PROBLEM STATEMENT | Copy the stretch from the start of the data through the line containing "78), (63, 59)]", switching "blue flower" to "violet flower" and keeping everything else the same.

Labeled-object pointing entries
· · · · · · ·

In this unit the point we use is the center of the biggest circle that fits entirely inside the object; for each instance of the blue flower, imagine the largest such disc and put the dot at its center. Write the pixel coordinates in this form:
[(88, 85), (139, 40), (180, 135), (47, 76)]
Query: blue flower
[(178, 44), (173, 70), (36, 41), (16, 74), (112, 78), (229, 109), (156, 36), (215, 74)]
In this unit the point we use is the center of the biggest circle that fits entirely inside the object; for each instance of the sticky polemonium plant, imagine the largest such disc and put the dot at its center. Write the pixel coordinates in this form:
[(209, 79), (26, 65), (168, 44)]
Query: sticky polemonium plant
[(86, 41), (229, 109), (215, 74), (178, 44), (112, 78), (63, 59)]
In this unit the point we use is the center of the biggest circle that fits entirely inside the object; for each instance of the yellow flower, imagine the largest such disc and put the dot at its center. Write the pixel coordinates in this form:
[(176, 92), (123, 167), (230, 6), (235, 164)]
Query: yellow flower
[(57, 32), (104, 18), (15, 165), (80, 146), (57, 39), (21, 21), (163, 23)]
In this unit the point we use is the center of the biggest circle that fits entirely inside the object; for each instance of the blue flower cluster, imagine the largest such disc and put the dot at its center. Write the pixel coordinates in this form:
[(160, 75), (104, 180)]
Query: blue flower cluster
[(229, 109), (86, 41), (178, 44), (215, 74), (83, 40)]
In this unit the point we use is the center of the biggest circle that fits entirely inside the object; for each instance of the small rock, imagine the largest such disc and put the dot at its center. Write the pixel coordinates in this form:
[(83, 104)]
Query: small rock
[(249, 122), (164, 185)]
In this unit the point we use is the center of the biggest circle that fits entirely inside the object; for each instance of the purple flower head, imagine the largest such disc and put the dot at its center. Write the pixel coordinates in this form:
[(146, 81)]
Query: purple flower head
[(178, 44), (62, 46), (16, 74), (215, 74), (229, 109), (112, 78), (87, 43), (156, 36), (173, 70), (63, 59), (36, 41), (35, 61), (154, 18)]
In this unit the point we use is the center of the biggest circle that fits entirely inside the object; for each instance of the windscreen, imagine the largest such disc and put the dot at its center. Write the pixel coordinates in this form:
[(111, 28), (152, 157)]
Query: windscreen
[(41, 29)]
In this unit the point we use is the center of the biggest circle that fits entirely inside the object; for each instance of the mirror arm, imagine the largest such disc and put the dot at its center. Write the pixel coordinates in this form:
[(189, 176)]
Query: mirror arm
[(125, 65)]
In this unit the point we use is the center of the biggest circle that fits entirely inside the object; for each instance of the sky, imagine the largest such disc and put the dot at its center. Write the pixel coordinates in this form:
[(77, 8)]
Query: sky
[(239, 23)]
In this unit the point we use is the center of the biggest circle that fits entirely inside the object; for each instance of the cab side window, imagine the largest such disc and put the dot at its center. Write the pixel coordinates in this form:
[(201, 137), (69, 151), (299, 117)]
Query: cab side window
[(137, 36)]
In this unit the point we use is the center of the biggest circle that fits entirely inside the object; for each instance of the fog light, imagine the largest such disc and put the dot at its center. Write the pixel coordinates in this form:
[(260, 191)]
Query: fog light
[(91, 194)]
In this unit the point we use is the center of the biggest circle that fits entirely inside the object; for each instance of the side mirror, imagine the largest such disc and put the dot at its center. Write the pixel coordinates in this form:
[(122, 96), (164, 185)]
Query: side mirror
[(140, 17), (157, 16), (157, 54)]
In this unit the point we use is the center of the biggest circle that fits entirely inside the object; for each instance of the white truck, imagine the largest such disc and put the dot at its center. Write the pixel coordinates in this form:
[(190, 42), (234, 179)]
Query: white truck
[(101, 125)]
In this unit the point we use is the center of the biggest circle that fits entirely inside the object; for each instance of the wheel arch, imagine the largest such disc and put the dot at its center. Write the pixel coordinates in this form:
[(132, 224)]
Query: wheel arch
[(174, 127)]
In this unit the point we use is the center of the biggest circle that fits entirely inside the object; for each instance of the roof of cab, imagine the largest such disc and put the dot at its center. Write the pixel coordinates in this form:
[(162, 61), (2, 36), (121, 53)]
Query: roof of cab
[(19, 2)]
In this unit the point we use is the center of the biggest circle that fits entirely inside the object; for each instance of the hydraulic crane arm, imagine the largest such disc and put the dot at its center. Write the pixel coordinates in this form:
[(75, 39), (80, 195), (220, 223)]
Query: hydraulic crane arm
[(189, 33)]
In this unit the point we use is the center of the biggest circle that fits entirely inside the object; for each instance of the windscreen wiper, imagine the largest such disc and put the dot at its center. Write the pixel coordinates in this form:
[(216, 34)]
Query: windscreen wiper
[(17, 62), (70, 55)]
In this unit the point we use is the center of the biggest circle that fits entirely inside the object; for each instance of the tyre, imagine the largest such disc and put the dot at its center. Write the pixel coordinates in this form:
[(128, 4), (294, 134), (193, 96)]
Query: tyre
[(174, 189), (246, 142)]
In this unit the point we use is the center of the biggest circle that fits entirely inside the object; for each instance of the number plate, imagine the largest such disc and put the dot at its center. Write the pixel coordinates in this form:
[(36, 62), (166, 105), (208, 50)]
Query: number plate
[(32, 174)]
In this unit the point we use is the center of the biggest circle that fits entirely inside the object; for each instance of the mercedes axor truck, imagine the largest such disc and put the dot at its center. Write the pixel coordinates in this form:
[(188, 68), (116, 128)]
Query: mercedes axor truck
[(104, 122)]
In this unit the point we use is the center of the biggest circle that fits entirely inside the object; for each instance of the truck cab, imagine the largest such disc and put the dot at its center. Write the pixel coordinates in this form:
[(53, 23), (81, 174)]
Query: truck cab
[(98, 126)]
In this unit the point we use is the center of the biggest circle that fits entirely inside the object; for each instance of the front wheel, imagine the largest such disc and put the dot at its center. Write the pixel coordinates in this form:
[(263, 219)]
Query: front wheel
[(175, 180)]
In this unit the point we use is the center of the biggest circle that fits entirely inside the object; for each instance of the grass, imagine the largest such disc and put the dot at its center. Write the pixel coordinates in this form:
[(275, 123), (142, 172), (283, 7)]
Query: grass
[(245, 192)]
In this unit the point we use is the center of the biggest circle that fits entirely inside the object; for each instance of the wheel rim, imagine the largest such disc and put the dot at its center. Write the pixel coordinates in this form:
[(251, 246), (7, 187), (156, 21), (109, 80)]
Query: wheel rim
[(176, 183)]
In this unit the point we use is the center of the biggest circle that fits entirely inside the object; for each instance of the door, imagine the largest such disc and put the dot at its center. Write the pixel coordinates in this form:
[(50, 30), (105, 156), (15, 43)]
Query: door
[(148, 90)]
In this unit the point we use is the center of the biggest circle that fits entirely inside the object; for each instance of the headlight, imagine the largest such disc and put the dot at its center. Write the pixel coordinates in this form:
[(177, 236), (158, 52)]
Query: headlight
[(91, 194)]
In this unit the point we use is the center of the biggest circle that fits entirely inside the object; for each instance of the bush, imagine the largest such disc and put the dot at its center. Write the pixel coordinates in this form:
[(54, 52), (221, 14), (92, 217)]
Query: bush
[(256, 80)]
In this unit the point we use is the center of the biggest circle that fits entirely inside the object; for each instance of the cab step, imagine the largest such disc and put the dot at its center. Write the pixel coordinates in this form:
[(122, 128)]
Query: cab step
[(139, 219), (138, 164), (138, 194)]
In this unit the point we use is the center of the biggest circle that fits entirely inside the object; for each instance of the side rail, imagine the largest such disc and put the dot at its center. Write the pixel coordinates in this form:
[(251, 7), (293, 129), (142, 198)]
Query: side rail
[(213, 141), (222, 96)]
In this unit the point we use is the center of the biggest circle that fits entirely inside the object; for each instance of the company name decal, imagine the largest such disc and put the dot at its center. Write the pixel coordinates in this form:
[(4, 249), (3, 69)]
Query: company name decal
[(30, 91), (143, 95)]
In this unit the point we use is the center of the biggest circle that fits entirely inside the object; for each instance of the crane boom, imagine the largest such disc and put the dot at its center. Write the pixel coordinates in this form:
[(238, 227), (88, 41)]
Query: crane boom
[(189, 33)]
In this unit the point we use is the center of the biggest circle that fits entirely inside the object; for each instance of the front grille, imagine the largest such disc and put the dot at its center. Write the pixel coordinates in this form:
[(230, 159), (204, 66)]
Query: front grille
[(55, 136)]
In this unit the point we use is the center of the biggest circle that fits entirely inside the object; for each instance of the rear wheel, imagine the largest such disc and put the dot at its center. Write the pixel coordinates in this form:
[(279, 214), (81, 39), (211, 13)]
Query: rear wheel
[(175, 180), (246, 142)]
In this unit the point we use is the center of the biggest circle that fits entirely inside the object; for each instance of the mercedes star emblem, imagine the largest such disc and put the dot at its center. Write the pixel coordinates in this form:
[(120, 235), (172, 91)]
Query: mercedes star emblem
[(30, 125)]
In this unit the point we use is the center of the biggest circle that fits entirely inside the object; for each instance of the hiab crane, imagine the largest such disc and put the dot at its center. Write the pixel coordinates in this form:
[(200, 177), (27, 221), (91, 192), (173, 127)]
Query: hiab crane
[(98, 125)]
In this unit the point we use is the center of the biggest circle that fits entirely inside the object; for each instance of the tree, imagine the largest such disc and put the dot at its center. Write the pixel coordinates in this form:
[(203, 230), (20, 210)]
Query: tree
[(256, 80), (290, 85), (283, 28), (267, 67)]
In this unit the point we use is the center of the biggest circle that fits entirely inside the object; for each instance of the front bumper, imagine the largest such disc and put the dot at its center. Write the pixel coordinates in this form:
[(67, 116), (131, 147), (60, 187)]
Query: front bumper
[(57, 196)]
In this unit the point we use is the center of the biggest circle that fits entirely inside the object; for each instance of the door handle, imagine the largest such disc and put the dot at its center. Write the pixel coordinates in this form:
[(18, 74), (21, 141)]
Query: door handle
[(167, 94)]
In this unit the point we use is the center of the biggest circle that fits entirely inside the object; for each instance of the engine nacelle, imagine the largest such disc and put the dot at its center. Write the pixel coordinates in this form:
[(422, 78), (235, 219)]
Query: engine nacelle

· · · · · · ·

RESPONSE TO THIS EXERCISE |
In this unit the point we use is the center of the biggest circle that fits entirely inside the object; for each instance of the violet flower, imagine the largest such disc and put the dot at its center. Write the pixel coordinates in this form:
[(88, 85), (139, 40), (180, 135), (47, 76)]
Query: violet flower
[(178, 44), (173, 70), (36, 41), (16, 74), (112, 78), (229, 109), (156, 36), (215, 74)]
In this unit the point we use is the center of the biggest circle that fits entirely inside the object; for each instance of the sticky polemonium plant, imagine the largest such disc and put the dot at its center. Write the pixel coordinates in this form:
[(209, 79), (26, 65), (168, 44)]
Query: sticky polemonium plant
[(86, 41), (229, 109), (215, 74), (178, 44), (112, 78), (63, 59)]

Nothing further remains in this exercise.